TO BE DONE: Below is the data. Give it again, complete and exact.

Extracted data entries

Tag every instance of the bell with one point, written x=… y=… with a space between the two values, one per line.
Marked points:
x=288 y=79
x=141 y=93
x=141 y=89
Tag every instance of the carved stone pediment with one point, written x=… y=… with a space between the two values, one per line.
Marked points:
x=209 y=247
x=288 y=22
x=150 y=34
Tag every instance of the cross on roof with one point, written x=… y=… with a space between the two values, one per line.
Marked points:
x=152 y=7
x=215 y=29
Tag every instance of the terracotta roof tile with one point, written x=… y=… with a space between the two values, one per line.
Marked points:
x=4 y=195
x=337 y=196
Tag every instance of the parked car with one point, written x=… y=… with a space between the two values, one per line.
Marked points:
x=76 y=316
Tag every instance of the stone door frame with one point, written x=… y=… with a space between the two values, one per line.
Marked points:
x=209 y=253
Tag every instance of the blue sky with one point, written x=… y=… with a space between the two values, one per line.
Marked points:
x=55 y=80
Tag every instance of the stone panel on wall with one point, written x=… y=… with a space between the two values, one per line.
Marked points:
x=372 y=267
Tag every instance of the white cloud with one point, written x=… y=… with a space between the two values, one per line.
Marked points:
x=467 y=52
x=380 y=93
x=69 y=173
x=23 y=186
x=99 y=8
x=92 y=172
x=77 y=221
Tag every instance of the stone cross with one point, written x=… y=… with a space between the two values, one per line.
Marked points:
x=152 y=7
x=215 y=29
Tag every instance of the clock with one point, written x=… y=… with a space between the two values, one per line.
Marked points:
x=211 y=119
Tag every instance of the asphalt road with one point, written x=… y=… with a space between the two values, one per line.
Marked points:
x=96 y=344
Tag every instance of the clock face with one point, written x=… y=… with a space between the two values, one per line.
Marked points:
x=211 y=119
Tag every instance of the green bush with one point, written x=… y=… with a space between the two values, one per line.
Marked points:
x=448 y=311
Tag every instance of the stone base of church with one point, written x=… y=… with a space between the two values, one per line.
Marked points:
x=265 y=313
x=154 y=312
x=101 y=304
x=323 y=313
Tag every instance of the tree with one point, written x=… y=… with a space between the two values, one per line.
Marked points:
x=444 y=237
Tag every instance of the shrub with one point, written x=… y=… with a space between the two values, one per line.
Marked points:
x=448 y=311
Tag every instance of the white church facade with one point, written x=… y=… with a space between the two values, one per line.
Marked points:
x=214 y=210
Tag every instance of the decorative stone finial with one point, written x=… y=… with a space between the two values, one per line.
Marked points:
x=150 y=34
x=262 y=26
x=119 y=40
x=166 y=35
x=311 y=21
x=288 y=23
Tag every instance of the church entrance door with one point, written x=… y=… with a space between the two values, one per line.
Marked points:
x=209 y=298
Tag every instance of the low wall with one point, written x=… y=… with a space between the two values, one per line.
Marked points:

THE RESULT:
Tag every instance of the bell with one point, written x=… y=… with a space between the two values, one per line.
Marked points:
x=288 y=79
x=141 y=93
x=141 y=89
Tag every instance of the carved stone pediment with one point, written x=… y=… with a space between the two values, one per line.
Marked points:
x=209 y=247
x=288 y=22
x=150 y=34
Tag every instance of the cross on roof with one point, written x=… y=… with a space between the two values, one per line.
Marked points:
x=152 y=7
x=215 y=29
Tag every instance of the terracotta roof tile with one point, written x=… y=… with a space between the two values, one per line.
Marked points:
x=4 y=195
x=337 y=196
Tag every instance of the parked car with one point, written x=… y=… with a space between the two values, one per line.
Marked points:
x=76 y=316
Tag every instance of the stone door frame with one point, written x=… y=… with a space between the two values, one per line.
Marked points:
x=209 y=253
Tag every instance of the blue sky with one point, written x=… y=… with a space between the two values, one per line.
Marked points:
x=55 y=80
Tag every instance of the stone panel on wall with one point, written x=… y=… with a space between the two values, one per line.
Marked points:
x=372 y=267
Tag every instance of the white cloud with one point, written x=… y=… with a space between the two values, one per line.
Marked points:
x=467 y=52
x=380 y=93
x=69 y=173
x=23 y=186
x=99 y=8
x=92 y=172
x=77 y=221
Tag every instance of the stone cross with one point, written x=… y=… with a space between the two values, one per line.
Marked points:
x=152 y=7
x=215 y=29
Tag every instance of the clock with one point, written x=… y=… with a space between the two values, one per line.
Marked points:
x=211 y=119
Tag every instance of the asphalt road with one point, written x=… y=… with a space between the two values, one per line.
Marked points:
x=96 y=344
Tag every instance of the clock face with one point, written x=… y=… with a space between the two values, one per line.
Marked points:
x=211 y=119
Tag every instance of the green bush with one point, written x=… y=… with a space between the two values, one per line.
Marked points:
x=448 y=311
Tag every instance of the stone base of church with one point, written x=… y=… with a space between the two values, one per line.
Marked points:
x=265 y=313
x=154 y=312
x=101 y=304
x=323 y=313
Tag every instance of the tree with one point, written x=… y=… with a space between the two values, one per line.
Marked points:
x=444 y=237
Tag every instance of the shrub with one point, written x=… y=… with a space between the two values, one per line.
Marked points:
x=448 y=311
Tag every instance of the white church facade with one point, written x=… y=… with a space between the two values, one per line.
Marked points:
x=214 y=210
Tag every instance of the decorative stone finial with one point, written x=… y=… with a space between the two values, one per line.
Marked points:
x=150 y=34
x=262 y=26
x=119 y=40
x=166 y=35
x=311 y=21
x=288 y=23
Tag every instance of the church entrance door with one point, written x=… y=… with a space between the two values, one per line.
Marked points:
x=209 y=298
Tag every instance of the low wall with one point, written x=… y=… with a space between the two values, one per line.
Marked points:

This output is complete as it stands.